**Provided passage:**

- - - - - - -

We made her a “home” in our large pet carrier and put her on the porch under a ceiling fan. I held her off and on all weekend, and fed her the milk replacement and some canned cat food which she ate like a little pig. Almost immediately I noticed a difference. She was more aware of her surroundings, meowing a little bit, and grooming herself. And affectionate?!?!?! She would butt me with her head and flop over onto her back to have her tummy rubbed.

The vet told us on Monday that she was about six weeks old, and weighed one pound two ounces.

It was immediately clear that we were going to have to find a home for her. She’s just too small to be turned loose outside right now. A raccoon, a coyote, or even a large bird could easily have her and be gone with her in a second. But if we keep her caged until she’s larger, she’ll be completely unprepared to live outdoors and take care of herself. There’s also the matter of how our outdoor kitties will react to her. They are pretty territorial. And of course, with my allergies she can’t come inside to live with us.

Happily, one of my dearest friends has agreed to take her. She already has a 13-year-old cat whose kidneys were damaged during the pet food recall of several months ago. She thinks it will be nice to give him a companion, and has named her new kitty “Bella” – very fitting. My sainted husband will be spending his Saturday taking Bella to her new mom in Kentucky, about an 11-hour round trip drive. I, of course, can’t go. Damned allergies!

Though I am thrilled that Bella will have a wonderful home, I am so sad to have to send her away. She has been such a bright spot in my life. I’ve loved spending time with her, sitting in our rocking chairs with her, playing with bits of ribbon, rubbing her tummy as she looks up at me with big green eyes. I’ve even enjoyed giving her medicine to her and getting up to check on her early in the morning. For the past week, I’ve had a little creature to love, to care for, to nurture. And tomorrow morning she will leave and my heart will break . . . again.

- - - - - - -

**Using the information:**
(1) In the kitten passage, how old did the vet say the kitten was, and how much did she weigh?
(2) Carry on the passage about the kitten from its final sentence.
The material that follows is separate from the kitten passage and has no connection to it.

(Entries drawn from a collection)

- - - - - - -

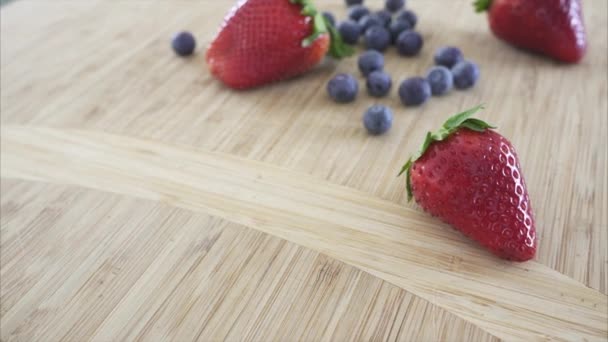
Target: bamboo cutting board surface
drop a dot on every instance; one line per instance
(141, 200)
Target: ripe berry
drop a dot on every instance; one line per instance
(378, 119)
(183, 43)
(343, 88)
(357, 12)
(370, 61)
(414, 91)
(377, 38)
(330, 18)
(465, 74)
(409, 43)
(394, 5)
(441, 80)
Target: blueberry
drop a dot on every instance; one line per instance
(357, 12)
(377, 38)
(378, 119)
(448, 56)
(385, 16)
(397, 27)
(441, 80)
(343, 88)
(408, 16)
(394, 5)
(370, 61)
(465, 74)
(414, 91)
(368, 21)
(350, 31)
(330, 18)
(183, 43)
(354, 2)
(409, 43)
(378, 83)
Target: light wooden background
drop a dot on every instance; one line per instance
(143, 200)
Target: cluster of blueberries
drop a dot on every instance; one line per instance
(379, 29)
(450, 70)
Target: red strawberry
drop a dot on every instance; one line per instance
(469, 176)
(551, 27)
(263, 41)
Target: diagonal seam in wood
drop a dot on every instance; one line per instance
(405, 247)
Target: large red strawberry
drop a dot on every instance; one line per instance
(469, 176)
(263, 41)
(552, 27)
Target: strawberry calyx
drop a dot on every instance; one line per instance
(337, 48)
(454, 123)
(482, 5)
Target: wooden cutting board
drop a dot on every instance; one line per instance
(142, 200)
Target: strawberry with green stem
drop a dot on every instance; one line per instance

- - - - - - -

**Solved problems:**
(1) About six weeks old, weighing one pound two ounces.

(2)
So here I sit feeling like a failure. My body won't create a baby to love and nurture and care for. That same body refuses to allow me to even properly love and nurture and care for the little creatures that come my way. My mothering instincts are so strong, yet for some reason God doesn’t seem to want me to use them. Sure, I get fleeting opportunities now and then, but they never stay. They never ever stay. I don’t know why.


Some days it doesn’t matter as much. I throw myself into caring for myself, my friends and family, and especially my husband. But really, there is only so much nurturing that a 46-year-old man needs.

As O pointed out a few days ago, I’m doing everything I can to change this situation. I’m seeing an RE. I’ve also just started shots in hopes that eventually my allergies will be cured. That’s all well and good, but I am so tired of hoping for SOMEDAY.

Oh, and to add insult to injury I just got a call from my gyn. My period is 7+ weeks late so I went in for a beta HGC yesterday to confirm that I wasn’t pregnant before starting my next round of meds. I’d peed on countless sticks and knew my body was just screwing around with me once again, but I’d be lying if I said I didn’t have a tiny bit of hope. Silly silly me, to have hope.


Another negative. Another dream gone.


Today I feel barren. I’ve never been able to say that before, but I do.


Oh well, I guess I'll go hold tiny Bella before she goes away too.